▸ TASK TO COMPLETE: Output these lines exactly as they stand, starting with the line that contains "mask job: toddler girl" and going on through the line that contains "Give the mask of every instance of the green".

(Labeled shape records)
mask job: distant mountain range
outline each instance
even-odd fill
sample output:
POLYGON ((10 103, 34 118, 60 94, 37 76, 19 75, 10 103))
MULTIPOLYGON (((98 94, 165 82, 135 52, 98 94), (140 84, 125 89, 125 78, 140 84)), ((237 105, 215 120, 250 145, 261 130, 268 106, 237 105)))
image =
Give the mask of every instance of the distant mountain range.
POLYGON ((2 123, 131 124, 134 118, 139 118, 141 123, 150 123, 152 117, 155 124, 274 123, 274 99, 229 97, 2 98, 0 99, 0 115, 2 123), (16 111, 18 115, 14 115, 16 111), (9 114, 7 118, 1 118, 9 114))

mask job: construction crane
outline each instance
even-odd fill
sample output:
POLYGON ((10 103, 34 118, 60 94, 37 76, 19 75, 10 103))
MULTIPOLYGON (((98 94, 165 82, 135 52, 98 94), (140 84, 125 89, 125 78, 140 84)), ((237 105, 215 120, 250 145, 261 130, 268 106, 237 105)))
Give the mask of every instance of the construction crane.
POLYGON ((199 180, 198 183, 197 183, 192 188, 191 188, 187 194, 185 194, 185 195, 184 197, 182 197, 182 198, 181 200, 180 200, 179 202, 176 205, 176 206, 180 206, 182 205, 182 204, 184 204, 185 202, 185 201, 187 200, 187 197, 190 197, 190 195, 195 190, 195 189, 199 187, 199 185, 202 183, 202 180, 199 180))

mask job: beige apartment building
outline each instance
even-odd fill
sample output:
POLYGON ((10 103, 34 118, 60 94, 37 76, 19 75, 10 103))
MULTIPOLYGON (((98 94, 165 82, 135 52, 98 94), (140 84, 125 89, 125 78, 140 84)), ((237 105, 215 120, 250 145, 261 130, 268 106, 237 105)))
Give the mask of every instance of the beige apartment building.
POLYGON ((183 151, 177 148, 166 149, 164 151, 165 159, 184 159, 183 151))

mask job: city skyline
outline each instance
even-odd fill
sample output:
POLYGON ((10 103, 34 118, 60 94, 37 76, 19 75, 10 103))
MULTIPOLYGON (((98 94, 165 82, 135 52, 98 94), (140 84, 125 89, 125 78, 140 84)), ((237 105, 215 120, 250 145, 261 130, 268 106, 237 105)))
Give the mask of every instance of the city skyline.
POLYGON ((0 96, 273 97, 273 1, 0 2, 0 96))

---

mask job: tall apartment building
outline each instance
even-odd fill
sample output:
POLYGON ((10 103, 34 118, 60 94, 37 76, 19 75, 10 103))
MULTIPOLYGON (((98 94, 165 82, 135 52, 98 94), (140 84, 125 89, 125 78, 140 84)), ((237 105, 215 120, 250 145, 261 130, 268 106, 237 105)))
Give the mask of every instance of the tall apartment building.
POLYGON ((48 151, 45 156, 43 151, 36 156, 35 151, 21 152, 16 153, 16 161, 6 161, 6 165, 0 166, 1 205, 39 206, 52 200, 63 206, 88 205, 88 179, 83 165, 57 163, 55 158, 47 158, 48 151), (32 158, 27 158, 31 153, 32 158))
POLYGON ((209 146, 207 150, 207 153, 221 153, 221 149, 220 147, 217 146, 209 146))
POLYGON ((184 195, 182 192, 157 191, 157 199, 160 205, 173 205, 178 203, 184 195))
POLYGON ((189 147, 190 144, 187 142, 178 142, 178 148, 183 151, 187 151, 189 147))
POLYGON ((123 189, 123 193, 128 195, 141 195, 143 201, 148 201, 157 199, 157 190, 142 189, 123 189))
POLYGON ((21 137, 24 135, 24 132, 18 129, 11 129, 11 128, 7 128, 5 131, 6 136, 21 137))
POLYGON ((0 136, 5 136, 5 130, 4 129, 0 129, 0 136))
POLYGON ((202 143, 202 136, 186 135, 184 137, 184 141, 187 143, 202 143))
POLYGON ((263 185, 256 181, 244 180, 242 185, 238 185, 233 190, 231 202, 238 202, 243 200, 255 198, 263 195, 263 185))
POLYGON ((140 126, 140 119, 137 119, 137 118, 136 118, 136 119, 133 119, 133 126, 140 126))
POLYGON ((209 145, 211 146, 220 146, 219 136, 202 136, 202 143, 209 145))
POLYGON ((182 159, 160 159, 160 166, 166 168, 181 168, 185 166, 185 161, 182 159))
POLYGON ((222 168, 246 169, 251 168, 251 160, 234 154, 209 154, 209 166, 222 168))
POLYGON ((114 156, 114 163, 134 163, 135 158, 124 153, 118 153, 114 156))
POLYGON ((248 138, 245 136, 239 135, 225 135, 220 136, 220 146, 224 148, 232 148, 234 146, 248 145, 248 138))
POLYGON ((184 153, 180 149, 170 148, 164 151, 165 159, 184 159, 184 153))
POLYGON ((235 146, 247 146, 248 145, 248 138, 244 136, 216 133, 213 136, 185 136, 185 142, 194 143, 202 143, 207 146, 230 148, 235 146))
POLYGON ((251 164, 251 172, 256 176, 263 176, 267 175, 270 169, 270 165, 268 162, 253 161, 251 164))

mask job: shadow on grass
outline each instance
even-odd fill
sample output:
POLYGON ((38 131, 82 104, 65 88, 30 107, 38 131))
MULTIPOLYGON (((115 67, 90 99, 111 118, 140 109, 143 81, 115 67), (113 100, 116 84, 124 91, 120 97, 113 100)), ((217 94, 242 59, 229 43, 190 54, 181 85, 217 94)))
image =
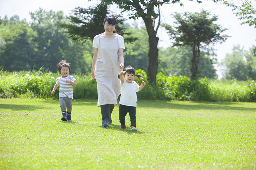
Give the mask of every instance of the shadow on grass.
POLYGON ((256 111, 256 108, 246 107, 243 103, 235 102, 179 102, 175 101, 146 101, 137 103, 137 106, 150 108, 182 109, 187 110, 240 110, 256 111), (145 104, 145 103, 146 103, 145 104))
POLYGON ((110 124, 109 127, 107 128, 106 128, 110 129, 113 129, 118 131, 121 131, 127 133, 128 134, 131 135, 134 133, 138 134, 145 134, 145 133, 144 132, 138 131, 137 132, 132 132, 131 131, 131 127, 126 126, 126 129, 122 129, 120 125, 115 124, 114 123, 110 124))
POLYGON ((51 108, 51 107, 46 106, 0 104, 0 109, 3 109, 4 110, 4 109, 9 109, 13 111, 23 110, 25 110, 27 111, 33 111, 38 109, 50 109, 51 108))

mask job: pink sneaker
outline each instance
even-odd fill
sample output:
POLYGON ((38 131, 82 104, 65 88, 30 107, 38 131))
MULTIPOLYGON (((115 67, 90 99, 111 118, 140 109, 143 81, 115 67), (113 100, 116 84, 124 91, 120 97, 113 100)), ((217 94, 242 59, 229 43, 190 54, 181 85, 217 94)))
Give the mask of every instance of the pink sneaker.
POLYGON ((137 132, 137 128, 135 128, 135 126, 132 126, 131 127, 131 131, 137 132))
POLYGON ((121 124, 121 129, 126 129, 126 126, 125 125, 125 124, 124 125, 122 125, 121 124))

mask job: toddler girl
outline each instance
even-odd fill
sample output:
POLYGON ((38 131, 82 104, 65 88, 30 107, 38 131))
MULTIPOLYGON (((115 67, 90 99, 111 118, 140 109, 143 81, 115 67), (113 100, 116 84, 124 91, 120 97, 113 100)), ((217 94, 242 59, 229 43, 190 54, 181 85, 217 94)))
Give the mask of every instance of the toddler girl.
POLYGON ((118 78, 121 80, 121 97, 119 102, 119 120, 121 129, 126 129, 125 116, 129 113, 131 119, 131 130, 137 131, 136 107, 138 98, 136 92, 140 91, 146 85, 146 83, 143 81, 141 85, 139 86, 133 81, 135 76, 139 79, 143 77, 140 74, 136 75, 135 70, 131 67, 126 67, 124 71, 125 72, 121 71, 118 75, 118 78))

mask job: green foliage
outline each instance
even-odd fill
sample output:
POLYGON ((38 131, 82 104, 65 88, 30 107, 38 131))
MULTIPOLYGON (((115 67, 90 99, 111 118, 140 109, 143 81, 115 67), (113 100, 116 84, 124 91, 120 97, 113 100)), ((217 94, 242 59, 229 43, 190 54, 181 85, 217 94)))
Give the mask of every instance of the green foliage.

▸ FINAL ANSWER:
mask job: toddler girl
outline each instance
even-odd fill
sample output:
POLYGON ((38 131, 82 104, 65 88, 30 107, 38 131))
MULTIPOLYGON (((115 67, 90 99, 111 118, 140 109, 143 81, 115 67), (113 100, 116 84, 124 91, 120 97, 113 100)), ((217 94, 242 59, 229 43, 190 54, 181 85, 217 94)))
Give the mask of every instance of the toddler girl.
POLYGON ((118 78, 121 80, 121 97, 119 102, 119 120, 121 129, 126 129, 125 116, 129 113, 131 119, 131 130, 137 131, 136 107, 138 98, 136 92, 140 91, 146 85, 146 83, 143 81, 141 85, 139 86, 133 81, 135 76, 139 79, 143 77, 140 74, 136 75, 135 70, 131 67, 126 67, 124 71, 125 72, 121 71, 118 75, 118 78))

mask job: green foliage
outline each instance
even-odd fill
sample output:
POLYGON ((38 131, 82 104, 65 88, 30 107, 38 131))
MULTIPOLYGON (((115 67, 90 99, 111 118, 140 109, 143 81, 115 67), (113 100, 116 84, 124 91, 120 97, 113 100)), ((217 94, 242 59, 229 43, 190 54, 181 85, 217 94)))
Give the mask of every instance of the green foliage.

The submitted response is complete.